In the ‘International Atlas of AIDS’, the last AIDS atlas to be written and published in 2008, the editors decided to include a chapter on the ‘social repercussions’ of AIDS. Photographs of ACT UP, educational posters, visual art and poems concluded this compendium written for doctors and biomedical researchers. It’s a chapter that has always puzzled me. While AIDS atlases had been published since 1986, they had previously included heartfelt dedications to patients and communities affected by the devastating disease from the authors, but the text’s body was dedicated to the traditional task of a standard medical atlas: to show the clinical, epidemiological and microbiological appearances of AIDS. It was acknowledged that the sexual politics of the AIDS crisis, the ‘epidemic of signification’, and any evaluation of political shortcomings were better suited to other forums. That was until 2008, when Donna Mildvan and her colleagues decided that precisely those aspects of AIDS, which exceeded the biomedical scope of the publication, could no longer be ignored and deserved a chapter of their own.
The chapter’s main achievement is to ensure the wider consequences of AIDS are acknowledged to the atlas’ medical readership and – as the editors write themselves – to instill an appreciation of the immense contribution made by those affected most by the epidemic. It could be seen as a ‘red-ribbon’ chapter, pinning a message of compassion to the medical definition of AIDS, which pays respect to the historical legacy of activism and patient movements. Indeed, the chapter concludes with a somewhat kitsch image of that red ribbon pinned to a doctor’s white coat adjacent to a stethoscope. Peter Staley’s invitation from 1990 had finally been taken seriously: doctors were AIDS activists too. And in 2008 as in 1990, it remained critical to challenge together the silence of those who continued their negligence to the spiralling crisis.

Work request -
Could you repeat the AIDS atlas text between "The chapter’s main" and "the spiralling crisis.", inclusive, switching "white coat" to "lab coat"?

Supplied information -
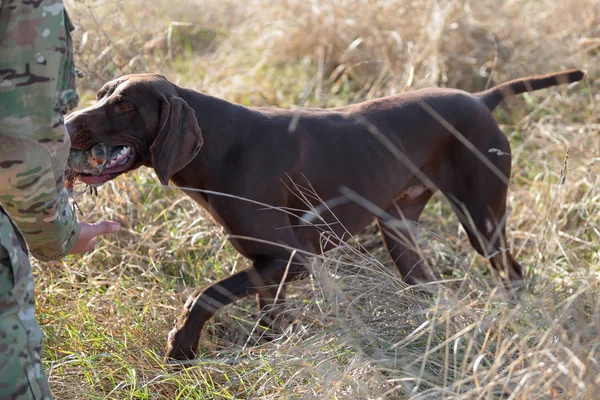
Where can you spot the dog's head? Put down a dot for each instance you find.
(138, 119)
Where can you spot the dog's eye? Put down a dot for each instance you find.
(123, 107)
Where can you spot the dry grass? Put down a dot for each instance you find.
(359, 332)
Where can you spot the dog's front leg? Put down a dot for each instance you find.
(265, 273)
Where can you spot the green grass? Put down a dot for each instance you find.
(358, 332)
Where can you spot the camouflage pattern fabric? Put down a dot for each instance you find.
(37, 86)
(21, 340)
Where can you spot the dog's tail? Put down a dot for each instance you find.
(493, 96)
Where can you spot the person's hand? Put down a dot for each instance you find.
(88, 235)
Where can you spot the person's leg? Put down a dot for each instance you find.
(21, 339)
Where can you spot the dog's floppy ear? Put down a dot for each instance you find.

Task output -
The chapter’s main achievement is to ensure the wider consequences of AIDS are acknowledged to the atlas’ medical readership and – as the editors write themselves – to instill an appreciation of the immense contribution made by those affected most by the epidemic. It could be seen as a ‘red-ribbon’ chapter, pinning a message of compassion to the medical definition of AIDS, which pays respect to the historical legacy of activism and patient movements. Indeed, the chapter concludes with a somewhat kitsch image of that red ribbon pinned to a doctor’s lab coat adjacent to a stethoscope. Peter Staley’s invitation from 1990 had finally been taken seriously: doctors were AIDS activists too. And in 2008 as in 1990, it remained critical to challenge together the silence of those who continued their negligence to the spiralling crisis.